Answer these questions from the interview transcript below.
1. Which Health Minister is the Prime Minister joining for the COVID inquiry announcement?
2. How many inquiries does the Prime Minister say have already taken place?
3. Which events in Sydney were the subject of a commission inquiry?
[Reading text — start]
HOST: PM just finally, you’re here in town today to announce, aside from the campaigning you did yesterday, but you’re also going to be teaming up with the Health Minister, Mark Butler, for this COVID inquiry announcement. Why has it fallen short of being a Royal Commission? And what do you make of the criticism that’s aimed at sort of giving a bit of cover to Labor Premiers who might not like to take the stand?
PRIME MINISTER: It’s pretty absurd. And one of the things about what happened during the pandemic is that Australians worked for each other. They all made sacrifices and it was a really tough period. And from time to time, there were attempts to have division, and there was division between the Commonwealth, for example, backing up Clive Palmer above Mark McGowan in Western Australia over the changes that were brought in. What we’re interested in with this inquiry, and there’s been more than 20 inquiries already, is bringing together all of the work that’s been done by people like Dr Peter Shergold and the various inquiries that have taken place. There was a commission inquiry into the Ruby Princess events in Sydney, for example. It’s been a range of inquiries, bringing all that together. What are the lessons going forward that Australia needs to learn? What worked, what didn’t work? How do we get better preparedness for the future? That’s the objective here.
HOST: Why not give it the authority of a Royal Commission?
[Reading text — finish]
[Data extracts — start]
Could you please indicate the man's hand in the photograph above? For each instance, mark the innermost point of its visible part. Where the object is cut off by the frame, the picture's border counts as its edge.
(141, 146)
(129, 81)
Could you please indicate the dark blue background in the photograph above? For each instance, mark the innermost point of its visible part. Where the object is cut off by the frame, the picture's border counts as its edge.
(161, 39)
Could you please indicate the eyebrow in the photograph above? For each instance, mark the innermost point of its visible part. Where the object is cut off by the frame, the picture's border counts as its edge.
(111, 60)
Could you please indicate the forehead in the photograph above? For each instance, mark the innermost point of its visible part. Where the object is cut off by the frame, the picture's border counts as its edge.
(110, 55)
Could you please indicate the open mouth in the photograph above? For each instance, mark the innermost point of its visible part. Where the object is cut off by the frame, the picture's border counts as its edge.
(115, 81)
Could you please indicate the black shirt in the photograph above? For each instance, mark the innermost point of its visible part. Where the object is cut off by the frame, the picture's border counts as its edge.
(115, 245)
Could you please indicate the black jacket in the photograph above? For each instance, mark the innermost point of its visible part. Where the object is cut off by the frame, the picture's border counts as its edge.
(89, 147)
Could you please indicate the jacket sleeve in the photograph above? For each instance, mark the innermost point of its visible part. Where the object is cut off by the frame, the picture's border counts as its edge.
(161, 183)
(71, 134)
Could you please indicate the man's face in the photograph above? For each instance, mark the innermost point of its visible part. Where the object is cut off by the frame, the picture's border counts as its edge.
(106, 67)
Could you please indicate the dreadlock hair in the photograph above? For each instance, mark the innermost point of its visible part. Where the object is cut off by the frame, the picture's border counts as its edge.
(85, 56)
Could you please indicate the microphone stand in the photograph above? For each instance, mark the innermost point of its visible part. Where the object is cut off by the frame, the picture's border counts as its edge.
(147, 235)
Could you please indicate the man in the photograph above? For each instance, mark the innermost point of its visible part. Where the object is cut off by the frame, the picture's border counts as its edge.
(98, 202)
[Data extracts — finish]
Solution for this exercise:
1. Mark Butler
2. More than 20
3. The Ruby Princess events